Exercise requirements. Every line of the material is to be repeated exactly as it stands.

•••

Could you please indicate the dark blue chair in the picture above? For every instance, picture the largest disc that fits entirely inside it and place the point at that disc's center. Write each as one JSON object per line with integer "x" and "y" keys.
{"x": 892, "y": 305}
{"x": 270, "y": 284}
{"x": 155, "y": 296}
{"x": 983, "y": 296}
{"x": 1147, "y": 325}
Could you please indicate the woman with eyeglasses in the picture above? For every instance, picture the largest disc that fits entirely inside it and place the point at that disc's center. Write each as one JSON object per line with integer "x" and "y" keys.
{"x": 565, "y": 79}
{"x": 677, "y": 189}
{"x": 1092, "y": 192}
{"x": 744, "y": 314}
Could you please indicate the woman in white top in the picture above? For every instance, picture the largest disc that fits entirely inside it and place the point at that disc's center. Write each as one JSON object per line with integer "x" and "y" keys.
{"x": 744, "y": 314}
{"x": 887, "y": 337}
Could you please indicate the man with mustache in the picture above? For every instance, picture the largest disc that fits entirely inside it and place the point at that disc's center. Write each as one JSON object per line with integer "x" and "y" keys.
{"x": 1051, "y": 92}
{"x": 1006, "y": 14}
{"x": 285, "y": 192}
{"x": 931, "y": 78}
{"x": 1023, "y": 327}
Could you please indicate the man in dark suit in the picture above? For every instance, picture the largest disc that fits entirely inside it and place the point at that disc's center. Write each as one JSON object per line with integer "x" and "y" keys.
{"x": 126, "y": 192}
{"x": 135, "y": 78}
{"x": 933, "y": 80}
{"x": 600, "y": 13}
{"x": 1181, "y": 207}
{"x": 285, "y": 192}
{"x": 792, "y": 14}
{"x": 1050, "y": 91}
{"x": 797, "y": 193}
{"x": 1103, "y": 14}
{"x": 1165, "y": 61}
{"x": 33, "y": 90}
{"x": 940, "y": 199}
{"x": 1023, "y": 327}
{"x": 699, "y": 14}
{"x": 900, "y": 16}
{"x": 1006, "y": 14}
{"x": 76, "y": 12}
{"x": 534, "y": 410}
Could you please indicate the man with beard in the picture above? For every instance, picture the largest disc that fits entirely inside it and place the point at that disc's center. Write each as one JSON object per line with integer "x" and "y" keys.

•••

Answer in full.
Could you please indicate the dark blue chair in the picture above? For every instance, picture the largest disc that fits entirely inside it and place the point at that disc's center. Write each as one JSON object per line with integer "x" and "y" keys.
{"x": 892, "y": 305}
{"x": 270, "y": 284}
{"x": 155, "y": 296}
{"x": 983, "y": 296}
{"x": 1147, "y": 325}
Could you please indicate the woman with eyeglasses in the picture above? For every instance, picture the largest disc that fits entirely inside it and place the point at that disc's center. Write each as one JSON object per line with integer "x" and "y" keys.
{"x": 565, "y": 79}
{"x": 677, "y": 189}
{"x": 1092, "y": 192}
{"x": 744, "y": 314}
Could you please indicate the woman in white top in the picture above? For every instance, picture the largest disc that fits entirely inside it and place the point at that disc's center. Write each as one JSON object per line with integer "x" and "y" keys.
{"x": 744, "y": 314}
{"x": 887, "y": 337}
Could you please indicate the man with mustache in the picture above? For every instance, picture the largest disc that fits entirely inside it and place the point at that disc's center. Write each as one JSON object per line with integer "x" and "y" keys.
{"x": 1051, "y": 92}
{"x": 1006, "y": 14}
{"x": 285, "y": 192}
{"x": 931, "y": 78}
{"x": 1023, "y": 327}
Could you please indicate the man in dark suit in the picture above? For every instance, picture the largest disc that fits entirely inside it and place the point at that disc's center. Write each as one JSON object per line with integer "x" and "y" keys.
{"x": 126, "y": 192}
{"x": 135, "y": 78}
{"x": 933, "y": 80}
{"x": 600, "y": 13}
{"x": 1181, "y": 207}
{"x": 285, "y": 192}
{"x": 792, "y": 14}
{"x": 1050, "y": 91}
{"x": 797, "y": 193}
{"x": 1103, "y": 14}
{"x": 1165, "y": 61}
{"x": 33, "y": 90}
{"x": 940, "y": 199}
{"x": 1023, "y": 327}
{"x": 699, "y": 14}
{"x": 900, "y": 16}
{"x": 1006, "y": 14}
{"x": 76, "y": 12}
{"x": 534, "y": 410}
Could you please indicate the man with beard in the picture above? For every instance, picture the largest disc that fits entirely inside it and place the point at that disc's center. Write each as one JSON object per line with integer "x" and "y" keys.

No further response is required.